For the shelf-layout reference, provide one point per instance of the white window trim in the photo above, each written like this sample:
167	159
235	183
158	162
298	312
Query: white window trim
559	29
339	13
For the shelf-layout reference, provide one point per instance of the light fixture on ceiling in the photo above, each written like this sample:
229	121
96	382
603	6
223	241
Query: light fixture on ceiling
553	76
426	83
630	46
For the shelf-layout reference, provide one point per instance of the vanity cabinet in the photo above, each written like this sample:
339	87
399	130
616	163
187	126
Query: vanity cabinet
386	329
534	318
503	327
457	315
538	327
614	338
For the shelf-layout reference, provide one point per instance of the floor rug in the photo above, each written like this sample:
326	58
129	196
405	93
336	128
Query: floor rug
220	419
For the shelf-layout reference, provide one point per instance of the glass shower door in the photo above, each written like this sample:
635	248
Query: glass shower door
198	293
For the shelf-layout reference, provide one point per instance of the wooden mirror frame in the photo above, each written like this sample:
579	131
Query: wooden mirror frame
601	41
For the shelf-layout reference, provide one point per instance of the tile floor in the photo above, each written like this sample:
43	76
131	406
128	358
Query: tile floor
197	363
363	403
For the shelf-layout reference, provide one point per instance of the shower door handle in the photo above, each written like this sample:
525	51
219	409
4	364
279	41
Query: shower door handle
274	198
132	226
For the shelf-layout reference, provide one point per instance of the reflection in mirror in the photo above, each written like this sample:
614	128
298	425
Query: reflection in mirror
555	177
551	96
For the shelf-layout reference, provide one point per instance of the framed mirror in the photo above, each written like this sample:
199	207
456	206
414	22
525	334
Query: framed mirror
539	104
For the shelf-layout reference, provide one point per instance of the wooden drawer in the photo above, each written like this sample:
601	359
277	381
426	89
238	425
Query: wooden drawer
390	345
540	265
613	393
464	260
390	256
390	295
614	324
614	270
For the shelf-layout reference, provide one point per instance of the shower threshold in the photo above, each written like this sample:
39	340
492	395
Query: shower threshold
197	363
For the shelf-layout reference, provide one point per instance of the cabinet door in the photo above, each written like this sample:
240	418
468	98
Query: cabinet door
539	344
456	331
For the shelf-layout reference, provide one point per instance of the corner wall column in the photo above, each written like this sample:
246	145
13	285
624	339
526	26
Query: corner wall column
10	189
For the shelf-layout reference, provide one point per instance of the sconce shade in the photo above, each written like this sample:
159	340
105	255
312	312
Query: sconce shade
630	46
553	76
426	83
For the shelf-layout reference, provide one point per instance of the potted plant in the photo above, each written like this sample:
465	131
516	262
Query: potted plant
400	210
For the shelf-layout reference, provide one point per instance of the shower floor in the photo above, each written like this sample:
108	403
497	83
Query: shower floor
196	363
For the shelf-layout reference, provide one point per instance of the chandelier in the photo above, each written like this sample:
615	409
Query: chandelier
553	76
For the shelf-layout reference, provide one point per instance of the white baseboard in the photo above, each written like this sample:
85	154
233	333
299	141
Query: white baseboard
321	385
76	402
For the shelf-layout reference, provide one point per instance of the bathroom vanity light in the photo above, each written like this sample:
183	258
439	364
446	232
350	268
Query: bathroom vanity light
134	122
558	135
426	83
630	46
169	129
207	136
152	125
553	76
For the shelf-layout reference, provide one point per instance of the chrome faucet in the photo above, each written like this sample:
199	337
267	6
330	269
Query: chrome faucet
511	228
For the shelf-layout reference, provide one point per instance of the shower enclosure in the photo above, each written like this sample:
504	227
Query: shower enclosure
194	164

• • • • • • •

■ 练习题目: 把上面的全部材料原样抄写一遍，一字不改，也不要遗漏任何部分。

■ 作答内容:
For the shelf-layout reference, provide one point per instance of the white window trim in the photo above, each written like this sample:
167	159
235	183
158	162
298	312
Query: white window trim
559	29
339	13
For the shelf-layout reference, provide one point per instance of the light fixture on ceiling in the photo above, each written like this sample:
229	121
96	382
603	6
223	241
Query: light fixture on ceiling
553	76
426	83
630	46
For the shelf-layout reference, provide one point per instance of the vanity cabinet in the photo above, each written like this sample:
339	87
399	130
616	163
187	126
Query: vanity cabinet
386	329
534	318
503	327
457	315
538	327
614	338
For the shelf-layout reference, provide one point per instance of the floor rug in the photo above, each written like this sample:
326	58
129	196
405	93
336	128
Query: floor rug
220	419
For the shelf-layout reference, provide one point per instance of the glass shower door in the photo above, each written like this sample:
635	248
Query: glass shower door
198	293
For the shelf-layout reference, provide one point per instance of the wooden mirror frame in the photo above, each written like this sample:
579	131
Query: wooden mirror frame
601	41
For the shelf-layout reference, provide one point per instance of the tile floor in the photo above, each written like this sample:
43	76
131	406
128	358
Query: tile floor
197	363
363	403
For the shelf-layout reference, provide one point per instance of the shower door handle in the photo above, each written like this sample:
525	51
219	409
4	364
279	41
Query: shower door handle
274	198
132	226
For the shelf-layout reference, provide one point per instance of the reflection in mirror in the photo above, each written like this sample:
614	128
298	425
Query: reflection in mirror
555	177
551	96
For the shelf-layout reference, provide one point per instance of the framed mirror in the photo above, each written like this sample:
199	207
456	206
414	22
525	334
Query: framed mirror
539	104
For the shelf-layout reference, provide one point per instance of the wooden drawer in the photo above, each written like this sample:
601	359
277	381
426	89
238	425
Query: wooden drawer
390	345
540	265
613	393
464	260
390	256
390	295
614	324
614	270
For the shelf-layout reference, provide one point per instance of the shower threshold in the photo above, each written like this sample:
39	340
492	395
Query: shower threshold
197	363
For the shelf-layout reference, provide one point per instance of the cabinet door in the photo above, each written like this sample:
240	418
468	98
Query: cabinet door
539	344
456	331
For the shelf-layout reference, provide one point per instance of the corner wall column in the photo above, each written like this sample:
246	145
13	285
624	339
526	26
Query: corner wall column
10	189
For the shelf-layout reference, provide one point per instance of the sconce shade in the photo above, each written like this sample:
159	340
105	255
312	312
Query: sconce shade
630	46
553	76
426	83
For the shelf-layout reference, provide one point per instance of the potted plant in the photo above, each written like this sample:
465	131
516	262
Query: potted plant
400	210
For the shelf-layout reference, provide one point per instance of the shower floor in the photo above, each written like this sample:
108	403
497	83
Query: shower floor
196	363
For the shelf-layout reference, provide one point per instance of the chandelier in the photo above, each written like this sample:
615	409
Query: chandelier
553	76
For the shelf-layout reference, provide one point per instance of the white baseboard in the photo above, each written like this sample:
85	154
233	333
299	141
Query: white baseboard
321	385
76	402
For the shelf-layout reference, provide one point per instance of the bathroom vanity light in the photo above, each written like this sample:
183	258
439	364
446	232
350	268
Query: bathroom vanity light
134	122
558	135
426	83
630	46
169	129
207	136
152	125
553	76
For the shelf-layout reference, provide one point per instance of the chrome faucet in the photo above, each written like this sample:
199	337
267	6
330	269
Query: chrome faucet
511	228
For the shelf-layout reference, provide one point per instance of the shower enclosure in the photo above, each written like this sample:
504	227
Query: shower enclosure
194	164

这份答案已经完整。